Congratulation. You now should have TensorFlow set up for the new P2 instance up. Using p2.xlarge instance TensorFlow should be about 4x faster than with the older g2.2xlarge instance.

Related Posts

21 Comments

Dan

about 6 months ago

This was a great help! Thanks for putting this together.

Varun Jain

about 6 months ago

One observation I had was that validation step would have an error "modprobe: ERROR: could not insert 'nvidia_361_uvm': Unknown symbol in module, or unknown parameter" unless a reboot was done prior to running the step. After rebooting, the issue disappeared. My environment was Ubuntu 14.04 on a P2 EC2 instance

wfb

about 5 months ago

Thank you so much for sharing this! Two small comments: First, I got an "error: invalid command 'bdist_wheel'" at one point; this was fixed by running "sudo pip install wheel" Second, apparently TensorFlow and CUDA take up quite a lot of space. I had a small root partition but a large mounted partition, but unfortunately the installations go into the root volume by default. I avoided that by symlinking several directories to the other, more spacious volume. Specifically, assuming you've mounted the volume to /lotsa_space/ then I did something like: mkdir /lotsa_space/cuda-repo-8-0-local ; sudo ln -s /lotsa_space/cuda-repo-8-0-local /var/cuda-repo-8-0-local cd ~ mkdir /lotsa_space/.cache ; ln -s .cache /lotsa_space/.cache mkdir /lotsa_space/git ; ln -s /lotsa_space/git git (and then I did cd ~/git before git cloning tensorflow.) All told, that removed about 4 GB from my root volume; for me, that made a difference.

Sundeep

about 5 months ago

I think it works! Thanks so much. Did some minor changes for python 3.5. To test, I ran: python3 cifar10_multi_gpu_train.py --num_gpus=1 I am getting 0.160 secs/batch. Is this about what others are getting. It is about 10x faster than the t1-micro instance I was using.

Required actions
1) Reproduce the portion of the TensorFlow thread from "I think it works!" up to and including "I was using.".
2) Answer these questions using the TensorFlow thread:
(a) How much faster should TensorFlow be on the p2.xlarge instance than on the older g2.2xlarge instance?
(b) What command fixed the "error: invalid command 'bdist_wheel'" that one commenter encountered?
(c) What time per batch did Sundeep report?

Information supplied
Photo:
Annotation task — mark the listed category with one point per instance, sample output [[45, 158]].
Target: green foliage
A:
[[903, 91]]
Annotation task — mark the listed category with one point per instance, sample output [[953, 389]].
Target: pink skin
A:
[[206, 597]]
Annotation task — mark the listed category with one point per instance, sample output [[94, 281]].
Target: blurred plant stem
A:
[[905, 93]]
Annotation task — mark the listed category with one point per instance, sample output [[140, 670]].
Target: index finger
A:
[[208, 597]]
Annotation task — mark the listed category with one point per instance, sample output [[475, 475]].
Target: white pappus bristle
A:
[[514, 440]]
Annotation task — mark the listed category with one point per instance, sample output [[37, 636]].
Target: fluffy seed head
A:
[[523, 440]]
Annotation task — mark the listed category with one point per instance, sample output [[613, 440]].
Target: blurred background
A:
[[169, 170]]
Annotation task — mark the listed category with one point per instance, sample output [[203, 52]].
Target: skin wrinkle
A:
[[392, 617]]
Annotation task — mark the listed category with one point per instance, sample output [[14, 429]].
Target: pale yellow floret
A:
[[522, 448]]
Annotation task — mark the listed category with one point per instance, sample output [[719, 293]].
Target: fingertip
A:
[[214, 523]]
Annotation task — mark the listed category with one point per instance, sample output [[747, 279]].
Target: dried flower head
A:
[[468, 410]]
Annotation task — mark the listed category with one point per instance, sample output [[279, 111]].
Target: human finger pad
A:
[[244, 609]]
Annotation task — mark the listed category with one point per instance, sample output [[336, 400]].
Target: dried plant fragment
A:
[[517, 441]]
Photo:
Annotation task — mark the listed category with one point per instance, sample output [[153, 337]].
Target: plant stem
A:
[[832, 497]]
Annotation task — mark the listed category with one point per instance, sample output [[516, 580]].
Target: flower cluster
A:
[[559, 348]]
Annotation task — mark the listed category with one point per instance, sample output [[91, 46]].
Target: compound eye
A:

Task-by-task answers
1)
I think it works! Thanks so much. Did some minor changes for python 3.5. To test, I ran: python3 cifar10_multi_gpu_train.py --num_gpus=1 I am getting 0.160 secs/batch. Is this about what others are getting. It is about 10x faster than the t1-micro instance I was using.

2)
(a) About 4x faster.
(b) "sudo pip install wheel"
(c) 0.160 secs/batch.